═════ DATA FOR THIS TASK ═════
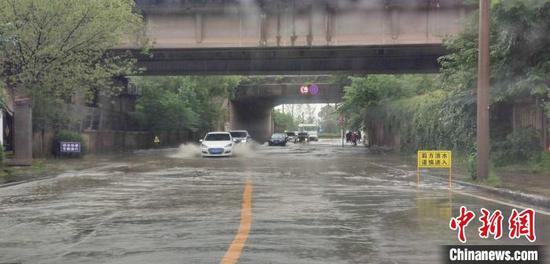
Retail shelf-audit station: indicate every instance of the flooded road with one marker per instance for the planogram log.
(310, 203)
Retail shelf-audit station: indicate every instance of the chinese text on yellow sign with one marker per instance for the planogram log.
(434, 159)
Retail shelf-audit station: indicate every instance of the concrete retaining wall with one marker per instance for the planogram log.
(111, 141)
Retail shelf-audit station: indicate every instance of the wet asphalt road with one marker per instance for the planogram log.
(314, 203)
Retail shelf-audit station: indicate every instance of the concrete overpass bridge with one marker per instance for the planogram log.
(296, 36)
(293, 37)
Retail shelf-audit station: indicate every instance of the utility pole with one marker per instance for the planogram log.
(483, 92)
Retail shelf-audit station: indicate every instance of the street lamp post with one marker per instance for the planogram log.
(483, 92)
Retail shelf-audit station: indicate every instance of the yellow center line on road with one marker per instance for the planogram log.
(234, 252)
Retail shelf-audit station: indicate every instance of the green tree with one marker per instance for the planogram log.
(58, 48)
(328, 116)
(185, 102)
(520, 52)
(283, 121)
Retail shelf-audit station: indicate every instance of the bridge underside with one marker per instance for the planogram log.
(416, 58)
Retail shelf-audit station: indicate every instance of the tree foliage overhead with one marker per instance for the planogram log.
(56, 47)
(52, 50)
(441, 111)
(520, 51)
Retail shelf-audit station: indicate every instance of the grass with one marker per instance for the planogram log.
(493, 180)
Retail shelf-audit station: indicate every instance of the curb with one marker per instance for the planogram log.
(529, 199)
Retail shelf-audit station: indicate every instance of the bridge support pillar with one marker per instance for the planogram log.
(22, 132)
(253, 116)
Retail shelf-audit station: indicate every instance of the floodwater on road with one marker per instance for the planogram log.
(310, 203)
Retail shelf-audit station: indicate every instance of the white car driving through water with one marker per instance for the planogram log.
(240, 136)
(217, 144)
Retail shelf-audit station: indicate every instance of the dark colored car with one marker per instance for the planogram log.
(277, 139)
(303, 136)
(291, 137)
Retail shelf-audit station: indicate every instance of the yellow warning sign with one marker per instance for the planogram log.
(434, 159)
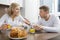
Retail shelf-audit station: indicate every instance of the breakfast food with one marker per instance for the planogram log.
(18, 33)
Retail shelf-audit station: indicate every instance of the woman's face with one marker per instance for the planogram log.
(16, 11)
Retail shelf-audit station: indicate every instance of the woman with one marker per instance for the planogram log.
(13, 17)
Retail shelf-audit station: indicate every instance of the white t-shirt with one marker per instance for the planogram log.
(52, 25)
(8, 20)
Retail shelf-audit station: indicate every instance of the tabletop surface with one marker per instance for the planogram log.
(37, 36)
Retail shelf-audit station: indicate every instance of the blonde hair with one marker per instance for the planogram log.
(12, 6)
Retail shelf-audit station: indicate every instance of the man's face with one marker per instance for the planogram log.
(43, 13)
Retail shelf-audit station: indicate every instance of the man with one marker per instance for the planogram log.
(47, 22)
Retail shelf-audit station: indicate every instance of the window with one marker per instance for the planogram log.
(49, 3)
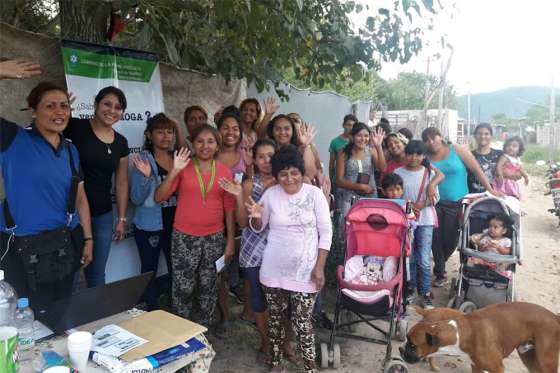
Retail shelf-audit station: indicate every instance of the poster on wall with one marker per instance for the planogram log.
(89, 68)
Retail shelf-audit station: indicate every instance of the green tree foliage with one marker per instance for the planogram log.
(260, 39)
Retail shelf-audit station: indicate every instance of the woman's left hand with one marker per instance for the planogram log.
(87, 255)
(318, 277)
(431, 195)
(306, 134)
(377, 137)
(119, 230)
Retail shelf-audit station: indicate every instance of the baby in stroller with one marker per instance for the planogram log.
(494, 239)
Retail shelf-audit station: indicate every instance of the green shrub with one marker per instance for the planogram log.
(535, 153)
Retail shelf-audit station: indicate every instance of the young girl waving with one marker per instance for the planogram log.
(509, 169)
(199, 234)
(420, 182)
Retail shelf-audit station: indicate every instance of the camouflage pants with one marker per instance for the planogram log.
(302, 308)
(194, 274)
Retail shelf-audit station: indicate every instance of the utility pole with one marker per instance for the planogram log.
(553, 134)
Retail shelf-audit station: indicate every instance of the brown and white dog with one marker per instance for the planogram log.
(489, 335)
(433, 315)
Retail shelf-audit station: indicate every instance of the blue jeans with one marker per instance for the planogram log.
(149, 246)
(102, 232)
(420, 258)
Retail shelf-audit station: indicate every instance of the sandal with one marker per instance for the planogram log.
(264, 358)
(294, 359)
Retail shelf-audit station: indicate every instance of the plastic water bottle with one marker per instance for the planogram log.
(24, 323)
(8, 329)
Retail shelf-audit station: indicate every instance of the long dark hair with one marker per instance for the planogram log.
(260, 143)
(158, 121)
(418, 147)
(270, 129)
(358, 127)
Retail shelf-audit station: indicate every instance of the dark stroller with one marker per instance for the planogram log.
(479, 285)
(374, 227)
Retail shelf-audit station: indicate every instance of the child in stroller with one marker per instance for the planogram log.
(494, 239)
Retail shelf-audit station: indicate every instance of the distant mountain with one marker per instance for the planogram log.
(510, 101)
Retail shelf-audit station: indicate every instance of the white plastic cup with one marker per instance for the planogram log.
(79, 345)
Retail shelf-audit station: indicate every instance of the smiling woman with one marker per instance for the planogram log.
(39, 168)
(103, 152)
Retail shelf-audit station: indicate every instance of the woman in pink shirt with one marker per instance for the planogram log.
(199, 232)
(298, 242)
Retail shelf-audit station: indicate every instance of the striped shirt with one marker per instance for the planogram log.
(252, 243)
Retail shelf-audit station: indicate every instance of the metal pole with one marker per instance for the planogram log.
(469, 114)
(552, 135)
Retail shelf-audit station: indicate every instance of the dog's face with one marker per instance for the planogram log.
(425, 338)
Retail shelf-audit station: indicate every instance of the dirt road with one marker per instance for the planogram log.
(536, 281)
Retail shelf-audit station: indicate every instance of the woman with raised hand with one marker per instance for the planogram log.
(153, 222)
(103, 153)
(453, 161)
(283, 131)
(299, 239)
(486, 157)
(200, 236)
(356, 165)
(41, 171)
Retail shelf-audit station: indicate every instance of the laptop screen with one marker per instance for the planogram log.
(92, 304)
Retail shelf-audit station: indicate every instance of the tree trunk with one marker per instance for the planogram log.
(84, 20)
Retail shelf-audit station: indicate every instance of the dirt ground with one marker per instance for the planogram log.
═════
*GIVEN REQUEST*:
Return, word for word, the stretch of the items from the line containing "Retail shelf-audit station: indicate every instance of the metal" through the end of the items.

*TASK SOLUTION*:
Retail shelf-audit station: indicate every instance of the metal pole with one marker per instance for the planogram log.
(469, 114)
(552, 135)
Retail shelf-audit station: indicate every instance of the dog's face with one marker per instance for the planogram log.
(425, 338)
Retail shelf-audit station: indicate every instance of the dirt road with one marker per instance for the planogram log.
(536, 281)
Retail shelf-audit station: indicate every instance of the woman with raised hand with one marker per instance for the planogram log.
(153, 222)
(103, 153)
(453, 161)
(283, 131)
(299, 239)
(486, 157)
(200, 236)
(356, 165)
(41, 171)
Retail shelf-audit station: indicate every instance of the laptop screen with one marker per instance for the planogram log.
(92, 304)
Retail shelf-audit station: indicate every instance of the tree trunk with one marker per instance for the planogram log.
(84, 20)
Retail shelf-audit station: indicate every instance of the dirt ground with one marker per instance for the planogram log.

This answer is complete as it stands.